> _Data shown_:

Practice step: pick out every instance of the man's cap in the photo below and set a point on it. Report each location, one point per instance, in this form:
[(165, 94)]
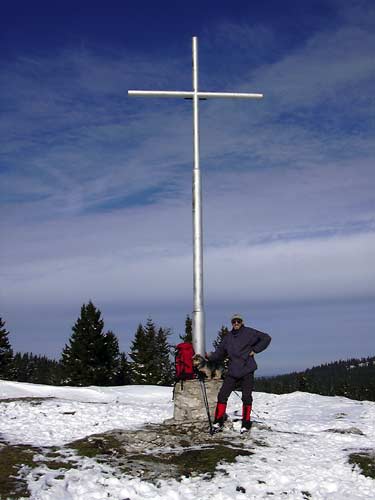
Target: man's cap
[(237, 316)]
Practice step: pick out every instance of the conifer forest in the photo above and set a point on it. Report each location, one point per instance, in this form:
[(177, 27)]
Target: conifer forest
[(92, 357)]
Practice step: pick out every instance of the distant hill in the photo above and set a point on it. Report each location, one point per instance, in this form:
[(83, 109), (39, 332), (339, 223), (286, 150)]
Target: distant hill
[(353, 378)]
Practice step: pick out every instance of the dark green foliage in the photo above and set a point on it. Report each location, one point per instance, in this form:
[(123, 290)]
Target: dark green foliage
[(92, 357), (6, 353), (188, 336), (354, 378), (163, 357), (34, 369), (150, 356), (124, 376)]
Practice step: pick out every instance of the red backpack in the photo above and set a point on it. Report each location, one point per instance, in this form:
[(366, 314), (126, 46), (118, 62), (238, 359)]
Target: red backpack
[(184, 361)]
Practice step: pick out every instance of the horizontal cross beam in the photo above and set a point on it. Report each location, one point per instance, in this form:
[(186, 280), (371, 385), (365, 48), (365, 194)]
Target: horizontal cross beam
[(185, 95)]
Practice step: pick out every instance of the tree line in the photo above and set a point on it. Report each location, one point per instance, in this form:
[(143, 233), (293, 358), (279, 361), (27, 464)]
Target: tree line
[(92, 357), (353, 378)]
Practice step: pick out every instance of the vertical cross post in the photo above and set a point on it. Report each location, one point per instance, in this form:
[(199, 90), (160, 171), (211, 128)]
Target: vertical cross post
[(198, 312), (195, 95)]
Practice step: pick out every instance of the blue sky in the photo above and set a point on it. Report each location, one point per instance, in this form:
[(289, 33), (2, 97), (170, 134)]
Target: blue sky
[(96, 186)]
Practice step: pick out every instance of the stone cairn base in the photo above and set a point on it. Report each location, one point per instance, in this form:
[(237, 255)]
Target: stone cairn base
[(189, 405)]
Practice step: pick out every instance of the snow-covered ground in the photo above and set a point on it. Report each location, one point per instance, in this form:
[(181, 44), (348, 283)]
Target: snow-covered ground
[(307, 456)]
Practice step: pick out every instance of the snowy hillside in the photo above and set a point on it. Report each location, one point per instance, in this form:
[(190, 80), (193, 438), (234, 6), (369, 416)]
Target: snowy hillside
[(300, 442)]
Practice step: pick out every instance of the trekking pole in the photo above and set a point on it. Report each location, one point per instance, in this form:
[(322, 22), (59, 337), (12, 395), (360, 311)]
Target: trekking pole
[(254, 413), (205, 399)]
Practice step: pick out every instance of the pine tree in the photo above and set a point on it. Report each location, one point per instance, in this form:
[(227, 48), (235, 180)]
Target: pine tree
[(188, 337), (92, 357), (150, 353), (6, 353), (140, 356), (163, 358), (125, 376)]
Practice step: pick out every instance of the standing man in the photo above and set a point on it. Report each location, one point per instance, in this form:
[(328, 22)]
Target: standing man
[(239, 345)]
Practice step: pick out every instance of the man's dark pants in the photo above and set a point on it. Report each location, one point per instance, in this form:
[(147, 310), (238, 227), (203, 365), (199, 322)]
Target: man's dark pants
[(230, 384)]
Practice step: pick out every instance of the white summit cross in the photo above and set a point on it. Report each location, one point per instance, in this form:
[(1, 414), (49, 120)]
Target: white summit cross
[(195, 95)]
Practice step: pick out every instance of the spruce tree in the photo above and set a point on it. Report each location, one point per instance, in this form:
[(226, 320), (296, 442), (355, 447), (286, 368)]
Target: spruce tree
[(6, 353), (125, 376), (139, 355), (188, 336), (92, 357), (150, 362), (163, 358)]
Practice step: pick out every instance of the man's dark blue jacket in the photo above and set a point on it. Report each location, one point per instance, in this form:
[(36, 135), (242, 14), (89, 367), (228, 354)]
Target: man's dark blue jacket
[(237, 345)]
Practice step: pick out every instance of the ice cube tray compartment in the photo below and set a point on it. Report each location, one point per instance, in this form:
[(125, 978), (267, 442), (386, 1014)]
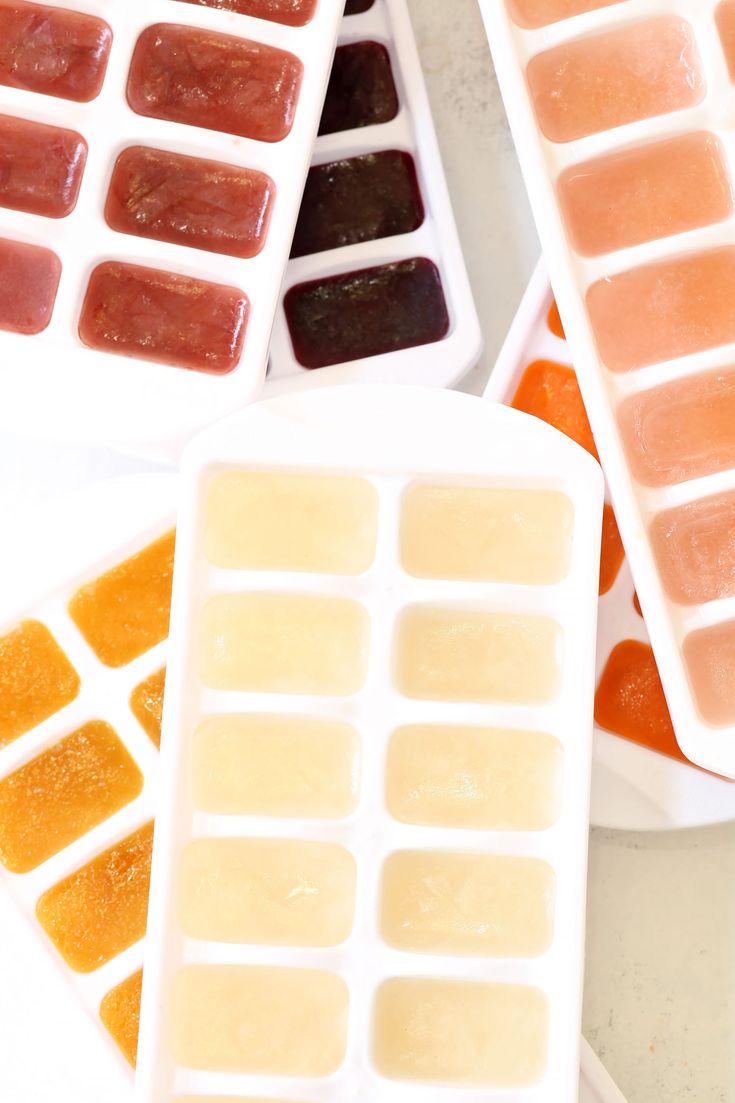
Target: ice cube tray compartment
[(56, 823), (653, 308), (436, 363), (455, 440), (141, 404)]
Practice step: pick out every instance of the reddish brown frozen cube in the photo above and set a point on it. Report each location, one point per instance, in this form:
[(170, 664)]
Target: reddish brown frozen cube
[(185, 74), (163, 317), (53, 51), (41, 167), (29, 281), (190, 201)]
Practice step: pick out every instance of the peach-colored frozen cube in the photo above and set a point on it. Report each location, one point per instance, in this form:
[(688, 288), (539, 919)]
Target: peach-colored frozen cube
[(664, 310), (604, 81), (647, 192)]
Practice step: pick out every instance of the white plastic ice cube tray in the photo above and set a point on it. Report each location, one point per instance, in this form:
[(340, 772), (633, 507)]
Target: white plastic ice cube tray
[(54, 385), (634, 789), (362, 430), (572, 275), (445, 362)]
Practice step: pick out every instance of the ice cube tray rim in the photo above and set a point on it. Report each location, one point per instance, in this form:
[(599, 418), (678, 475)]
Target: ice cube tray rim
[(541, 161), (233, 445), (148, 407)]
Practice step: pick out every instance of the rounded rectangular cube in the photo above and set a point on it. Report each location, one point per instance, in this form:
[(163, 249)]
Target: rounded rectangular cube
[(472, 905), (258, 1019), (269, 891), (202, 78), (29, 282), (462, 654), (276, 766), (53, 51), (291, 643), (190, 201), (599, 82), (460, 1032), (285, 521), (162, 317), (41, 167)]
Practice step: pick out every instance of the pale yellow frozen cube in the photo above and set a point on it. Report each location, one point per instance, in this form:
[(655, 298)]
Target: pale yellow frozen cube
[(290, 643), (276, 766), (272, 891), (490, 779), (487, 534), (459, 654), (278, 521), (460, 1031), (492, 906), (258, 1019)]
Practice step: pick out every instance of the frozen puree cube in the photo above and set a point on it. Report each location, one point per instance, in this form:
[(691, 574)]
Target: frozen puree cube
[(595, 83), (64, 792), (291, 12), (489, 779), (276, 766), (120, 1014), (433, 901), (459, 654), (272, 891), (53, 51), (189, 201), (100, 910), (40, 167), (126, 611), (185, 74), (290, 643), (460, 1032), (647, 192), (29, 281), (258, 1019), (486, 534), (160, 316), (36, 679), (664, 310), (274, 521)]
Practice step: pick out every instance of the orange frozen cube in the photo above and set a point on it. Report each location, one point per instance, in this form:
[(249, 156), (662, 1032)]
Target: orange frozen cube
[(126, 611), (64, 792), (36, 679)]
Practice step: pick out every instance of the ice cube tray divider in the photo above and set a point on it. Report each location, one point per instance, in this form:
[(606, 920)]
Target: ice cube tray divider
[(542, 161), (445, 362), (148, 407), (455, 439)]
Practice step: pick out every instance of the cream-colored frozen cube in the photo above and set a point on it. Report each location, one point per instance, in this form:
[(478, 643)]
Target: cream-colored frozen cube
[(258, 1019), (460, 1032), (283, 521), (462, 654), (276, 766), (289, 643), (482, 905), (487, 534), (488, 779), (270, 891)]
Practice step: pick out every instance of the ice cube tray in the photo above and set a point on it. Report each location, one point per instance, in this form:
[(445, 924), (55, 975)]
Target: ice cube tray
[(441, 363), (651, 303), (635, 786), (132, 402), (359, 432)]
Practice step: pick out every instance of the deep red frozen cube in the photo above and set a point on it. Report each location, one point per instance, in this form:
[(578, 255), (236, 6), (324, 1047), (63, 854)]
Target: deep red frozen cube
[(29, 281), (163, 317), (184, 74), (190, 201), (41, 167), (53, 51)]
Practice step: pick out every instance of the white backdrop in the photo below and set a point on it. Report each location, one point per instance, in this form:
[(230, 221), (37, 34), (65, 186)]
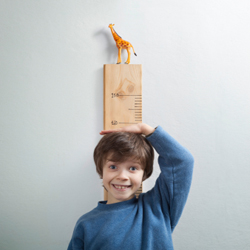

> _What is asked_: Reproduce all of the material above verbatim, leaving out the pictures.

> _Result of this exercise_:
Practice step: pick out every instance of the man's cap in the photo below and set a point on it. Report each location, one point per instance, in this form:
[(165, 94)]
Target: man's cap
[(237, 316)]
Practice step: pick out every instance of the conifer forest in the photo above and set a point on it. Report each location, one point per instance, in this form:
[(177, 27)]
Target: conifer forest
[(92, 357)]
Practice step: pick out every instance of the distant hill in the photo above and set a point on it. Report each location, one point per instance, in this form:
[(83, 109), (39, 332), (339, 223), (286, 150)]
Target: distant hill
[(353, 378)]
Practice step: pick out every instance of the dark green foliage in the photo above and set a point on it. Report each location, one point per instance, in this form:
[(123, 290)]
Target: dark green foliage
[(92, 357), (6, 353), (188, 336), (354, 378), (163, 357), (34, 369), (150, 356), (124, 376)]
Practice step: pick out every instance of the red backpack in the photo above and set a point on it. Report each location, one point per instance, in this form:
[(366, 314), (126, 46), (118, 62), (238, 359)]
Target: red backpack
[(184, 361)]
Practice step: pick out every instance of the horizontal cross beam in the photo above and set a point on it. Report each location, one point per instance, in this form:
[(186, 280), (371, 385), (365, 48), (365, 194)]
Target: horizontal cross beam
[(185, 95)]
Practice step: pick out every instance of the tree line in the photo above and set a point on it. Report each location, one point per instance, in this form:
[(143, 233), (293, 358), (279, 361), (27, 464)]
Target: tree line
[(92, 357), (353, 378)]
Practice step: pick out every instance of the vertical cross post in the photo above and set a point on it. Report each location, one point per instance, in this form:
[(199, 90), (160, 171), (211, 128)]
Target: vertical cross post
[(198, 312), (195, 95)]
Practice step: pick out every instance of the blue sky in the photo above and set a point on it. Report each location, one point per instance, in this form:
[(289, 33), (2, 97), (170, 134)]
Target: blue sky
[(96, 186)]
Practice step: pick out every instance of the stone cairn base in the photo above and set a point on it. Report each location, one point per instance, in this form:
[(237, 255)]
Target: stone cairn base
[(189, 405)]
Practice step: pick out every instance of the snow-covered ground in the photo above and set a point on it. Report each location, one point per instance, in this form:
[(181, 44), (348, 283)]
Target: snow-covered ground
[(307, 456)]
Practice step: pick out every instance of the snowy hillside in the photo above and set a point on it. Report each location, one point per instance, in this form:
[(190, 80), (193, 438), (234, 6), (369, 416)]
Target: snowy hillside
[(300, 442)]
Practice step: pick out every instance of the trekking pole in the photo above and set a point on it. Report each location, one point per instance, in this form:
[(322, 22), (59, 337), (12, 395), (360, 311)]
Target: trekking pole
[(254, 413), (205, 399)]
Practice step: pick out every instance of the pine tree in the photo above and set a point on it. Report each location, one point per instance, in this form:
[(227, 48), (235, 180)]
Target: pine tree
[(188, 337), (92, 357), (150, 353), (6, 353), (140, 356), (163, 358), (125, 376)]
Practice step: pick out every instance of the standing man in the photo above and set a point on it. Report each location, one point per instance, in this form:
[(328, 22)]
Target: standing man
[(239, 345)]
Practice step: pick out every instance of the man's dark pants in the photo above and set a point on it. Report each location, one point per instance, in this form:
[(147, 310), (238, 227), (203, 365), (199, 322)]
Target: man's dark pants
[(230, 384)]
Practice step: pick out every instance of the white summit cross in the photo above and set a point on it. Report each location, one point per instance, in this form:
[(1, 414), (49, 120)]
Target: white summit cross
[(195, 95)]
Practice step: pick out every instance of the spruce tree in the photo above and set a point on it. Report each location, one point per instance, in this form:
[(226, 320), (296, 442), (355, 447), (286, 368)]
Target: spruce tree
[(6, 353), (125, 376), (139, 355), (188, 336), (92, 357), (150, 362), (163, 358)]
Practice step: pick out every instance of the man's dark blue jacket in the photo above and set a point on it. Report each location, one point per instance, in this form:
[(36, 135), (242, 14), (89, 367), (228, 354)]
Target: man's dark blue jacket
[(237, 345)]
Practice step: pick out every instance of the ice cube tray compartment in the photo below and set a point on it. Report each location, one point per instance, in this form:
[(125, 978), (267, 442), (386, 1014)]
Target: ice cube tray compartment
[(56, 823), (653, 308), (436, 363), (455, 440), (141, 404)]
Practice step: pick out every instance of the reddish brown frozen cube in the photo above and set a point on it. Report each location, one point per instance, in this form:
[(170, 664)]
Target: reddish brown frozen cube
[(185, 74), (163, 317), (53, 51), (41, 167), (29, 281), (190, 201)]
Practice step: pick out every instance of the peach-colored frozen cube in the photo above and set a point on it. Report each location, one point per instance, in this form:
[(688, 288), (539, 919)]
Target: peach-colored frozen cube
[(664, 310), (604, 81), (647, 192)]
Practice step: pick out every instance of the white plastic ice cube tray in the photo above and set a point on it. Report each location, one point per instance, in this form:
[(340, 772), (633, 507)]
Target: white plastic ice cube tray
[(54, 385), (634, 789), (362, 430), (572, 275), (445, 362)]
Practice step: pick out every instance of the ice cube tray rim in the photo above and set a point on it. Report each location, one point per instance, in this form:
[(599, 418), (678, 475)]
Target: ice cube tray rim
[(541, 161), (233, 445), (148, 407)]
Practice step: pick out every instance of the rounded rectangular cube in the photo above and set a point on it. Report each location, one point per instance, in this form:
[(163, 249)]
Target: rounded rectangular cube
[(472, 905), (258, 1019), (269, 891), (202, 78), (29, 282), (462, 654), (276, 766), (53, 51), (291, 643), (190, 201), (599, 82), (460, 1032), (285, 521), (162, 317), (41, 167)]
Practice step: pick out every instance of the pale yellow frozen cube in the photo above and set a point on it. Report each location, one point per instance, in this form:
[(655, 298)]
Target: pale yellow frozen cube
[(290, 643), (276, 766), (272, 891), (490, 779), (487, 534), (459, 654), (278, 521), (460, 1031), (492, 906), (258, 1019)]
Practice step: pick out every instance of the frozen puree cube in the photo above and set a point on it. Report each location, one point per instance, in this form:
[(691, 574)]
Target: frozen puree cube
[(595, 83), (64, 792), (291, 12), (489, 779), (276, 766), (120, 1014), (433, 901), (459, 654), (272, 891), (53, 51), (189, 201), (100, 910), (40, 167), (126, 611), (185, 74), (290, 643), (460, 1032), (647, 192), (29, 281), (258, 1019), (486, 534), (160, 316), (36, 679), (664, 310), (274, 521)]
Practice step: pick out every instance of the orange frozen cube in the photo above and set a point on it. Report each location, one point per instance, in this form:
[(249, 156), (662, 1032)]
Target: orange frozen cube
[(126, 611), (64, 792), (36, 679)]
Practice step: pick out every instance of the ice cube tray divider in the photo above and set a point on it. Report each location, one point per instance, in this form:
[(606, 920)]
Target: ice cube tray divider
[(542, 161), (445, 362), (148, 407), (455, 439)]
Practice step: pick out every instance of the cream-colored frozen cube in the photo above and set a point on it. Report each location, one point per instance, in this form:
[(478, 643)]
Target: cream-colored frozen cube
[(258, 1019), (460, 1032), (283, 521), (462, 654), (276, 766), (289, 643), (482, 905), (487, 534), (488, 779), (270, 891)]
Practice step: pick out every instance of the ice cube tray in the photo above and set a point on it. Report each location, one point per instance, in this form:
[(445, 924), (55, 975)]
Target: ice cube tray
[(441, 363), (651, 303), (635, 786), (132, 402), (359, 432)]
Practice step: pick out every instance of the deep red frozen cube in the photo above and set a point on it. Report each location, one point per instance, in this form:
[(578, 255), (236, 6), (324, 1047), (63, 854)]
Target: deep red frozen cube
[(29, 281), (163, 317), (184, 74), (190, 201), (41, 167), (53, 51)]
Practice step: pick out every instance of the white backdrop in the photo below and set a point on it. Report each location, one point per instance, in this form:
[(230, 221), (37, 34), (65, 186)]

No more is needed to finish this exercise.